§ **WHAT YOU WILL DO**: Copy the listing word for word, from the line containing "Pinpoint the cloud" through the line containing "0, 117, 290, 137", including both of those lines.

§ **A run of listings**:

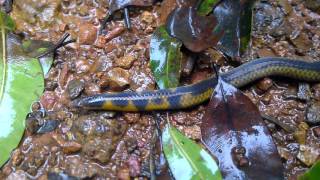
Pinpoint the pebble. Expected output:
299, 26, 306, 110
124, 113, 140, 123
297, 145, 320, 166
40, 91, 57, 110
127, 154, 141, 177
257, 78, 273, 92
312, 126, 320, 138
117, 167, 130, 180
105, 26, 126, 42
67, 79, 84, 100
115, 54, 136, 69
52, 134, 82, 154
305, 0, 320, 14
37, 120, 60, 134
107, 68, 130, 91
306, 102, 320, 124
79, 23, 97, 45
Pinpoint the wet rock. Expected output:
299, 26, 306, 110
312, 127, 320, 138
84, 82, 100, 96
47, 172, 80, 180
124, 113, 140, 123
117, 167, 130, 180
67, 79, 84, 100
257, 78, 273, 92
293, 122, 309, 144
7, 170, 28, 180
105, 26, 126, 42
52, 134, 82, 154
40, 91, 57, 110
297, 145, 320, 166
11, 149, 24, 166
107, 68, 130, 91
130, 67, 155, 92
127, 154, 141, 177
126, 138, 138, 153
83, 137, 116, 164
306, 102, 320, 124
253, 2, 287, 36
297, 83, 312, 102
305, 0, 320, 14
290, 32, 313, 53
141, 11, 154, 24
116, 54, 136, 69
257, 48, 276, 57
79, 23, 97, 45
66, 156, 99, 179
37, 120, 60, 134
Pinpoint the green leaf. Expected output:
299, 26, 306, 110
298, 161, 320, 180
197, 0, 220, 16
150, 26, 182, 89
162, 125, 222, 180
22, 40, 54, 76
0, 13, 44, 167
213, 0, 255, 57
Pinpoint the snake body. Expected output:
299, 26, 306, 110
73, 57, 320, 111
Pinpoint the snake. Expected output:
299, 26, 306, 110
72, 57, 320, 112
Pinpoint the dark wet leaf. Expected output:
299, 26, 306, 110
167, 7, 223, 52
298, 161, 320, 180
0, 13, 54, 167
150, 26, 182, 89
162, 125, 222, 180
197, 0, 220, 16
201, 78, 283, 179
109, 0, 155, 14
213, 0, 255, 57
37, 120, 60, 134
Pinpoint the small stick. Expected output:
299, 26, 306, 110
37, 33, 75, 58
124, 7, 131, 29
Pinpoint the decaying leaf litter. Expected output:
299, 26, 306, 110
2, 1, 319, 177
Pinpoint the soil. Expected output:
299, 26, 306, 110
0, 0, 320, 179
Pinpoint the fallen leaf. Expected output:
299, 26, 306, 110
298, 161, 320, 180
162, 124, 222, 180
201, 78, 283, 179
166, 6, 223, 52
0, 12, 52, 167
109, 0, 155, 14
213, 0, 255, 58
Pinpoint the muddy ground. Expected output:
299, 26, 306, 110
0, 0, 320, 179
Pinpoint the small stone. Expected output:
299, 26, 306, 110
107, 68, 130, 91
306, 102, 320, 124
312, 126, 320, 138
297, 145, 320, 166
124, 113, 140, 123
117, 167, 130, 180
11, 149, 24, 166
116, 54, 136, 69
67, 79, 84, 100
40, 91, 57, 110
105, 26, 126, 42
128, 154, 141, 177
258, 48, 276, 57
52, 134, 82, 154
79, 23, 97, 45
290, 32, 313, 53
305, 0, 320, 14
257, 78, 273, 92
37, 120, 60, 134
141, 11, 154, 24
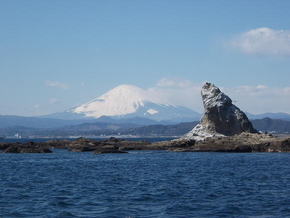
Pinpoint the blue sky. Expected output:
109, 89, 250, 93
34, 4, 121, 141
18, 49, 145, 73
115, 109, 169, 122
0, 0, 290, 116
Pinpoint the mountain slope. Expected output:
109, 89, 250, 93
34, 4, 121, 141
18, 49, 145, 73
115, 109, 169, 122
46, 85, 200, 122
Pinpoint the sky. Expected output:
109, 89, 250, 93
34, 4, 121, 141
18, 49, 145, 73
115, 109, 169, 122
0, 0, 290, 116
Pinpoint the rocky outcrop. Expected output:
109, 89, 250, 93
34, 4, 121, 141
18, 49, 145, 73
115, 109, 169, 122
181, 82, 258, 141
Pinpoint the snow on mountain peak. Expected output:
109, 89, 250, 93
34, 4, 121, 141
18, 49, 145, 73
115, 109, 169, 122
69, 85, 168, 118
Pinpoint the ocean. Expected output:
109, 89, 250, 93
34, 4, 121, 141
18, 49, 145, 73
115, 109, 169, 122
0, 139, 290, 218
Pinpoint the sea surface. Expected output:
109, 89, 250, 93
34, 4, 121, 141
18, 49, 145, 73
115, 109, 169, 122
0, 139, 290, 218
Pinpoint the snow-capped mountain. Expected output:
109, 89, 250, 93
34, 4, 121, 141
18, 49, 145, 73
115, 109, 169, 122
47, 85, 200, 121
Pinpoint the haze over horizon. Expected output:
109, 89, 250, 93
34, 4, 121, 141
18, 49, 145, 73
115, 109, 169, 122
0, 0, 290, 116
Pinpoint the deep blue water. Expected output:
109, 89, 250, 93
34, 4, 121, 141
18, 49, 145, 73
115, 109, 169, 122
0, 139, 290, 218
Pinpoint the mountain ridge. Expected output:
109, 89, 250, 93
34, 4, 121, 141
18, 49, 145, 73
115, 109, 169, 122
43, 84, 200, 122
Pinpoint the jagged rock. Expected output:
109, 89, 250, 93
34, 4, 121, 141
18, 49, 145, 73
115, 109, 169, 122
181, 82, 258, 141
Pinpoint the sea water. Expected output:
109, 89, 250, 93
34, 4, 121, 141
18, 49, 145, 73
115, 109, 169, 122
0, 139, 290, 218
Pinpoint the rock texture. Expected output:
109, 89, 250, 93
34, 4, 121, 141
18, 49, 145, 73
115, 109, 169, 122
182, 82, 258, 141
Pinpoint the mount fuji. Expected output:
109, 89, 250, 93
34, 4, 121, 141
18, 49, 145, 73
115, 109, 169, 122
45, 85, 201, 122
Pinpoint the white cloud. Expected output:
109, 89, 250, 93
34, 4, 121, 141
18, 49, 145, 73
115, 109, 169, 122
49, 98, 60, 104
231, 27, 290, 56
147, 78, 203, 113
46, 81, 68, 89
147, 78, 290, 114
157, 78, 191, 87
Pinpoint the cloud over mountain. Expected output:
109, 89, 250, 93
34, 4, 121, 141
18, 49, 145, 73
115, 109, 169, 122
46, 81, 68, 89
231, 27, 290, 56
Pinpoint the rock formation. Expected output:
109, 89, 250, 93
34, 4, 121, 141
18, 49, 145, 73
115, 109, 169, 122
181, 82, 258, 141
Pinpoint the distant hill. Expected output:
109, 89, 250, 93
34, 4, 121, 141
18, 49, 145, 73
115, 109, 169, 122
42, 85, 201, 123
0, 117, 290, 137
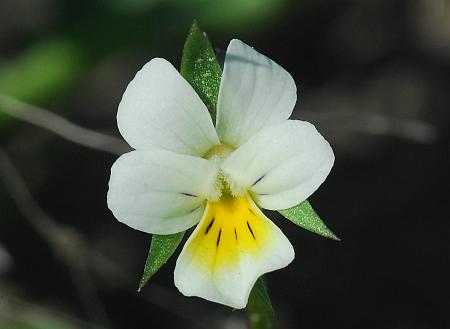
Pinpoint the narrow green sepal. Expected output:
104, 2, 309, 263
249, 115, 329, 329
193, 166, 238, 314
279, 200, 341, 241
138, 232, 184, 291
247, 277, 274, 329
180, 21, 222, 124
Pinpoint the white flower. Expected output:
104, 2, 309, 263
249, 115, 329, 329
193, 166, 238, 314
108, 40, 334, 308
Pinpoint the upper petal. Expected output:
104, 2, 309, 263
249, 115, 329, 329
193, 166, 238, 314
117, 58, 219, 156
222, 120, 334, 210
217, 39, 297, 147
174, 195, 295, 308
108, 150, 217, 234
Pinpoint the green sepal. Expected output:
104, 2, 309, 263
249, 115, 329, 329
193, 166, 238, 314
180, 21, 222, 124
279, 200, 341, 241
138, 232, 184, 291
247, 277, 274, 329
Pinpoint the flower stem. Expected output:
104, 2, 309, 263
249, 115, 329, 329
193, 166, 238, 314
246, 278, 273, 329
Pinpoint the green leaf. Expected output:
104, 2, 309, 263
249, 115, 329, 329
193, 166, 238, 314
279, 200, 340, 241
138, 232, 184, 291
180, 21, 222, 123
247, 277, 273, 329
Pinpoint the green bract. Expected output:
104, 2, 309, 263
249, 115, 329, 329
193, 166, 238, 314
279, 200, 340, 241
137, 22, 339, 318
180, 22, 222, 123
138, 232, 184, 291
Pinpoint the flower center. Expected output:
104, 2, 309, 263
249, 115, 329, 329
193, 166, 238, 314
203, 144, 245, 202
186, 195, 271, 269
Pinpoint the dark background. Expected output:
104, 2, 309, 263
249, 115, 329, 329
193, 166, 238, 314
0, 0, 450, 329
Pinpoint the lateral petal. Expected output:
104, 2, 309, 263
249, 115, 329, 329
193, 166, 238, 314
221, 120, 334, 210
217, 39, 297, 147
117, 58, 220, 156
107, 150, 218, 234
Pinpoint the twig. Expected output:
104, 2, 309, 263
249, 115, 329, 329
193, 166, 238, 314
0, 148, 221, 329
0, 94, 130, 154
296, 111, 439, 144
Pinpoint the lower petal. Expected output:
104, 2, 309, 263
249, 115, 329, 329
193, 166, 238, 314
175, 195, 294, 308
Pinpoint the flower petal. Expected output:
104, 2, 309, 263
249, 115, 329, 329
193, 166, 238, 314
221, 120, 334, 210
217, 40, 297, 147
117, 58, 220, 156
108, 150, 217, 234
174, 195, 295, 308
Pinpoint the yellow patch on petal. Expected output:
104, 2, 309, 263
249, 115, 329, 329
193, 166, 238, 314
186, 194, 273, 270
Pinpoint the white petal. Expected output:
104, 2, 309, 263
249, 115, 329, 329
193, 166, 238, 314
217, 40, 297, 147
174, 195, 295, 308
222, 120, 334, 210
108, 151, 217, 234
117, 58, 219, 156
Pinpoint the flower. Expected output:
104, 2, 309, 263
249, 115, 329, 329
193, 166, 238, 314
108, 40, 334, 308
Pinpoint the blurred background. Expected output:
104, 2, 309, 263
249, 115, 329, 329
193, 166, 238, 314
0, 0, 450, 329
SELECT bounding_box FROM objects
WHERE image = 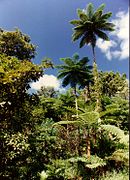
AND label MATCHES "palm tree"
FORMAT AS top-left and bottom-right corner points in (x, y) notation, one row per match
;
(70, 3), (115, 111)
(56, 54), (92, 115)
(70, 3), (115, 62)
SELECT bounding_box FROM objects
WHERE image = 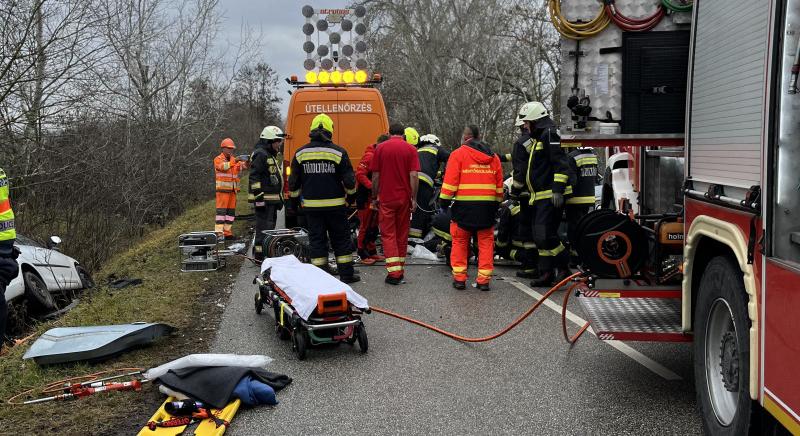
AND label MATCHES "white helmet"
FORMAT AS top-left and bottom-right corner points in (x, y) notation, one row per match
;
(517, 101), (549, 122)
(419, 133), (442, 146)
(261, 126), (285, 140)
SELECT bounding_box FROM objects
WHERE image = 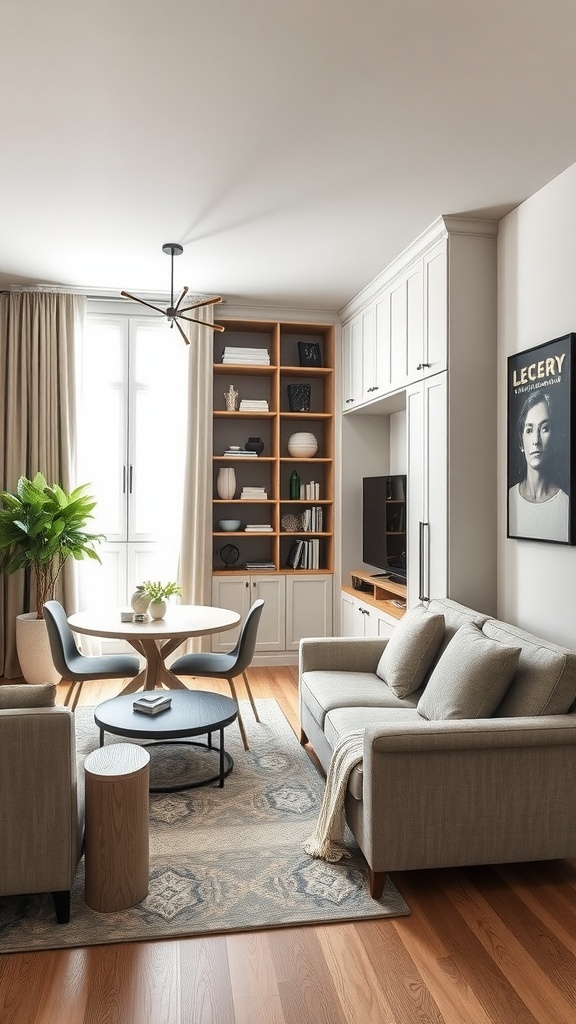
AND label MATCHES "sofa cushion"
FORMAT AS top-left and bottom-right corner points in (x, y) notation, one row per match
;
(417, 623), (520, 721)
(483, 618), (576, 718)
(376, 604), (444, 697)
(0, 683), (56, 711)
(428, 597), (490, 664)
(300, 671), (419, 729)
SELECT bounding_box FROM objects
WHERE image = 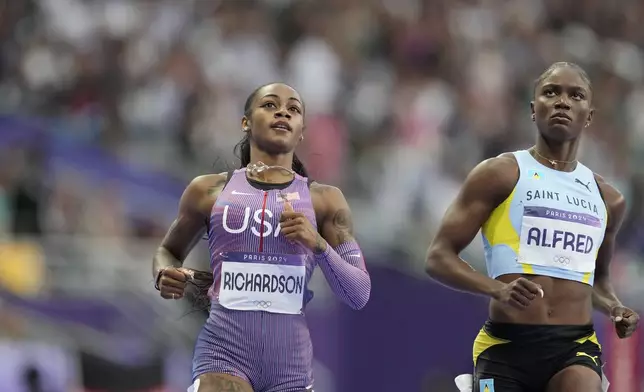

§ **CORRECT RESPONSE**:
Pinpoint the cloud over mountain. Expected output:
109, 89, 250, 93
34, 4, 121, 141
18, 49, 145, 73
115, 109, 169, 122
46, 81, 68, 89
231, 27, 290, 56
Pinpoint the rock formation. Expected output:
109, 89, 250, 93
34, 4, 121, 141
18, 49, 145, 73
115, 109, 169, 122
181, 82, 258, 141
Pinpoint the distant hill. Expected output:
109, 89, 250, 93
34, 4, 121, 141
18, 49, 145, 73
115, 109, 169, 122
42, 85, 201, 123
0, 117, 290, 137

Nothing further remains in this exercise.